>> Begin EXTRACT

Installation on Linux

A similar installation can be done for linux but you will need to use apt-get (or some other tool) instead of homebrew. If you are using a Linux system, you can ask your system admin about how to access GSL and BOOST; however, you may not be able to compile static binaries then.

Installation from source

  1. Download OrientAGraph.
git clone https://github.com/ekmolloy/OrientAGraph.git
cd OrientAGraph
  1. Build and install BOOST.
wget https://boostorg.jfrog.io/artifactory/main/release/1.82.0/source/boost_1_82_0.tar.gz
tar -zxvf boost_1_82_0.tar.gz
cd boost_1_82_0
mv install old-install
mkdir install
BOOST_PATH="$(pwd)/install"
./bootstrap.sh --prefix="$BOOST_PATH"
./b2 install
cd ..

Check there are static libs

ls ${BOOST_PATH}/lib/*a

should return a bunch of files.

  1. Build and install GSL.
wget https://ftp.gnu.org/gnu/gsl/gsl-2.7.1.tar.gz
tar -zxvf gsl-2.7.1.tar.gz
cd gsl-2.7.1
mv install old-install
mkdir install
export GSL_PATH="$(pwd)/install"
export INCLUDE_PATH="${GSL_PATH}/include"
export LIBRARY_PATH="${GSL_PATH}/lib"
./configure --prefix="$GSL_PATH" 
make
make check
make install
cd ..

Check there are static libs

ls $LIBRARY_PATH/*a

should return libgsl.a and libgslcblas.a.

  1. Build OrientAGraph
./configure CPPFLAGS=-I${INCLUDE_PATH} LDFLAGS="-L${LIBRARY_PATH} -static" --with-boost="${BOOST_PATH}"
make

If using Mac, remove -static because you cannot really make static binaries for Mac.

  1. Check if the build is static with command
ldd ./src/orientagraph

should return not a dynamic executable

If using Mac, try otool -l ./src/orientagraph.

>> End EXTRACT

In the installation guide, which two files should listing the GSL static libraries return?

>> Begin GIVEN RECORDS

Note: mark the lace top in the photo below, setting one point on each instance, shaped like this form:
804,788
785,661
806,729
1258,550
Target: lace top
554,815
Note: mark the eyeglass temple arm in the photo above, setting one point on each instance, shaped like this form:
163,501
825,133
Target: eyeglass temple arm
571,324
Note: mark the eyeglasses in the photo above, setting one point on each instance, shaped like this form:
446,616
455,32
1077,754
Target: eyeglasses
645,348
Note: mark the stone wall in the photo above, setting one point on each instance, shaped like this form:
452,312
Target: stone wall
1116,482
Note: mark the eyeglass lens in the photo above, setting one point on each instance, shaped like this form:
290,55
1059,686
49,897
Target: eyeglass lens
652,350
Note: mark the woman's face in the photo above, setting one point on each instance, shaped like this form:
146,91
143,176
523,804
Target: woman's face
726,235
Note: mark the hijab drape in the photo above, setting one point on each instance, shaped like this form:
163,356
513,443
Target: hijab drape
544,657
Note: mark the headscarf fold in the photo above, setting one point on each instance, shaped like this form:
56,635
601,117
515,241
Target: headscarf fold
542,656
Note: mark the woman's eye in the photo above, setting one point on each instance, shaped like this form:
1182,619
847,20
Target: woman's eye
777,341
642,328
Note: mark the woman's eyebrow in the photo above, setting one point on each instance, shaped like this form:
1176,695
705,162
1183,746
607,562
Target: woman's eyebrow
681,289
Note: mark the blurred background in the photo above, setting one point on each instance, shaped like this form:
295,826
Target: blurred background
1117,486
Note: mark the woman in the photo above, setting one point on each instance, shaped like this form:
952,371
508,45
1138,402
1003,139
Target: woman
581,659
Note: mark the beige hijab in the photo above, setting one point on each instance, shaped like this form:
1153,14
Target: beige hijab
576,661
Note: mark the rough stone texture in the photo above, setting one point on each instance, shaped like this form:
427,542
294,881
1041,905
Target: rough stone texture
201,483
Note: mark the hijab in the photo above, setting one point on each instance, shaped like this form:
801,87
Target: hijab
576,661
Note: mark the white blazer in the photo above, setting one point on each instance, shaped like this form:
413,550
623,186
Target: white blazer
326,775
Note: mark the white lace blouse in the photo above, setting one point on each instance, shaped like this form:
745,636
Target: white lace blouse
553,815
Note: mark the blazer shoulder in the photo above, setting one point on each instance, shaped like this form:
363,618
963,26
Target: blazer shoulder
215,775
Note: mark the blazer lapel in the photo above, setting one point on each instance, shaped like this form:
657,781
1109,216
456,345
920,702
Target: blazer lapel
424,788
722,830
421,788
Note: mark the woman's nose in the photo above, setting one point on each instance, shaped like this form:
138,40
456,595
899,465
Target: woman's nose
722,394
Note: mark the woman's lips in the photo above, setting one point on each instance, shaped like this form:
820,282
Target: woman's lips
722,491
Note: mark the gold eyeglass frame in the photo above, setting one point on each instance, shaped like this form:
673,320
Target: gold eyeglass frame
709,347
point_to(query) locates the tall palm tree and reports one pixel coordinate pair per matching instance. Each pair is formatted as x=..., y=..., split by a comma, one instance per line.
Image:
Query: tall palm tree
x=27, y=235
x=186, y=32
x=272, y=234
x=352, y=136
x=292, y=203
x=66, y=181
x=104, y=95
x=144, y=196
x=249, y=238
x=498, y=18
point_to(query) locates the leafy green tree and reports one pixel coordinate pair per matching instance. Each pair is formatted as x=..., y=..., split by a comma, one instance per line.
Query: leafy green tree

>> End GIVEN RECORDS

WRITTEN SOLUTION:
libgsl.a and libgslcblas.a